EXTRAIT DU DOCUMENT:
------------------------------------------------------------
Madame E. avait pour tache de recevoir de futurs étudiants et de les inscrire, de recevoir des étudiants et de les réinscrire.
Plus concrètement, Madame E. envoyait ou donnait en main propre à de jeunes gens des dossiers à couleur variable selon les années (rose en 2007, vert en 2006) à remplir par leurs soins.
Ensuite Madame E. devait taper ou saisir (nuance au fond assez intéressante si vous y songez) les informations dans des dossiers informatiques à l'aide d'un logiciel variable également selon les années (Casper en 2007, Aragorn en 2006).
Ensuite un autre bureau recevait les données et imprimait les cartes d'étudiant. Cartes qui revenaient au bureau 19 pour être envoyées aux désormais étudiants.
Telle était l'Inscription. Mission de toute une vie active, 40 ans de cotisations, 40 années similaires. Sauf si on s'attache à se nourrir de la variété des couleurs et des héros fantastiques. Quand on peut encore le remarquer, quand on ne souffre pas d'un tel séisme dans le paysage lunaire de l'administration.
Car Madame E. souffre. Souffre de surmenage. Madame E. est à deux ans de la retraite. Madame E. devait être une personne humaine il y a 38 ans. Mais 38 ans de bureau 19 abîme.

Maintenant Madame E. ne sourit plus ou seulement par spasme. Ne souhaite plus du fond du coeur le bonjour à un étudiant qui entre dans le bureau. Si ce dernier entre hors horaires Madame E. hurle, se jette sur la porte qu'elle claque au nez du malheureux et retourne se rasseoir sur son siège à roulettes en grognant à propos de ce malotru pendant quinze bonnes minutes, sans nécessairement qu'on l'écoute.
------------------------------------------------------------
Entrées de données
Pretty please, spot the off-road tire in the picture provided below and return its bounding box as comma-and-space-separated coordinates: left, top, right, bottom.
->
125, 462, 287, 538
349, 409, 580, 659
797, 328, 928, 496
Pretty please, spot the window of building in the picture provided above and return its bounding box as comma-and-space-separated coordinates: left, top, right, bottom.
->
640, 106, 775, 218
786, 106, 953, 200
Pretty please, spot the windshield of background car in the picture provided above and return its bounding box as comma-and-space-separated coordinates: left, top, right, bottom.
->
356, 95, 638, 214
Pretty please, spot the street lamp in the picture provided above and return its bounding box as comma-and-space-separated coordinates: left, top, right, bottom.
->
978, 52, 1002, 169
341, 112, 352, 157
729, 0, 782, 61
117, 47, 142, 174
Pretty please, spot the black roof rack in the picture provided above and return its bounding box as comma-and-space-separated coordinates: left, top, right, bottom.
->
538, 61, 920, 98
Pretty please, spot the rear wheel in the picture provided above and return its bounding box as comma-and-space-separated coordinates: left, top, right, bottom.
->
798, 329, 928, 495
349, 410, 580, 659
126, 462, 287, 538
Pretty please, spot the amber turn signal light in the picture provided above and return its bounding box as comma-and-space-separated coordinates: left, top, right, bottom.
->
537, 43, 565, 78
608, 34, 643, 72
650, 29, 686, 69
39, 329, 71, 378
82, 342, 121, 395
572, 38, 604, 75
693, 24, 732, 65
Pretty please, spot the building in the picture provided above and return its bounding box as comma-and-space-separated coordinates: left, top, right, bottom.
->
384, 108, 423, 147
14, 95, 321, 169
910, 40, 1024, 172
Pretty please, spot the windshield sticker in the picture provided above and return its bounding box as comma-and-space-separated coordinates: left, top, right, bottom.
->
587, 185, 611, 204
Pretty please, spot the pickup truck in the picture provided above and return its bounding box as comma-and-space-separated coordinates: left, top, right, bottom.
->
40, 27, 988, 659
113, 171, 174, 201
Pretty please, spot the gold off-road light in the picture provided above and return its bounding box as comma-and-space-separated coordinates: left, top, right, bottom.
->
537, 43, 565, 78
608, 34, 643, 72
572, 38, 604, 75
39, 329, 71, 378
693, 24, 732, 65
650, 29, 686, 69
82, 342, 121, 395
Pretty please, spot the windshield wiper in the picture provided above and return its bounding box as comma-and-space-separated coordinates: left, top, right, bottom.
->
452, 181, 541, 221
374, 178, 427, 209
------------------------------------------------------------
TÂCHES ET EXERCICES:
- A) Reformulez sous forme de liste le paragraphe de l'extrait sur Madame E. qui commence par « Maintenant Madame E. ne sourit plus », en conservant ses faits principaux.
- B) Poursuivez le récit sur Madame E. et le bureau 19 à partir de sa dernière phrase.
Le listing n'est d'aucune utilité pour ce travail.

RÉSULTATS DE L'EXERCICE:
- A)
- Madame E. ne sourit plus, sinon par spasme.
- Elle ne souhaite plus sincèrement le bonjour à l'étudiant qui entre dans le bureau.
- Si un étudiant entre hors horaires, elle hurle et lui claque la porte au nez.
- Elle retourne ensuite s'asseoir sur son siège à roulettes.
- Elle grogne contre ce malotru pendant quinze bonnes minutes, sans qu'on l'écoute forcément.

- B)
Madame E. c'est de la plainte de 9h à 17h sans interruption, de la plainte en boucle, un disc rayé qui grince des "ha mais moi je peux plus là, je vais avoir une crise cardiaque hein c'est vrai hein c'est vrai Madame L., hein c'est vrai que j'ai fait un malaise l'autre fois, hein je le dis mais personne m'écoute je suis toute seule pour tout faire ici, hein en plus on a le bureau le plus vieux de toute l'administration, hein le service pédagogique il a eu un relooking, mais moi je peux l'attendre mon relooking, regardez ces murs, regarder la taille du bureau, à quatre là dedans c'est invivable en plus je suis toute seule pour tout faire hein Madame L. vous le savez ça, et ce stylo qui ne marche pas ha ils vont m'entendre aux fournitures, il nous refaut des ciseaux ceux ci ne marchent jamais et les stylos disparaissent toujours ce sont ces étudiants qui nous les chipent ha ça je le sais bien hein mais ça Madame S. s'en fout, je peux perdre mes nerfs ha ça toute l'administration s'en fou, si c'est comme ça moi je pars à la fin de l'année , parce que oui il me reste deux ans à faire mais pourtant je l'aime mon travail ha ça oui mais c'est plus comme avant maintenant ça change tout le temps et ce logiciel dont on ne sait pas se servir c'est la catastrophe ha ils les auront en décembre leur cartes ha mais c'est pas vivable moi j'en peux plus moi je peux pas je vais en perdre ma santé" etc etc etc etc.

La seule lumière et sujet de prédilection de Madame E.: la retraite. Sauf que la retraite, Madame E. se demande ce qu'elle va en faire. A quoi va-t-elle occuper son temps? elle parle de clubs de sport, parce que là on rencontre des gens. Oui rencontrer des gens. Les gens. Après avoir passé 38 ans à les jeter dehors pour pouvoir avoir le temps de se plaindre dans le calme, elle s'angoisse à l'idée de ne plus en être entourée. Alors Madame L. lui propose de s'inscrire à un parti politique quelconque, parce qu'on fait des rencontres (qu'on peut beaucoup se plaindre) et qu'on peut manger à l'oeil. Et Madame L. de lui conseiller ceux qui s'en sortent bien parce qu'on y mange mieux.

Parfois il arrive que le bureau soit calme. En général ce laps de temps intervient après une dispute entre E. et L. Durant ces instants de répit, le surnaturel s'immisce. (dans le sens où toute nature a définitivement disparu) :
scène d'une fin de journée, lorsque Mademoiselle B. du bureau pédagogique vient nous passer quelques infos.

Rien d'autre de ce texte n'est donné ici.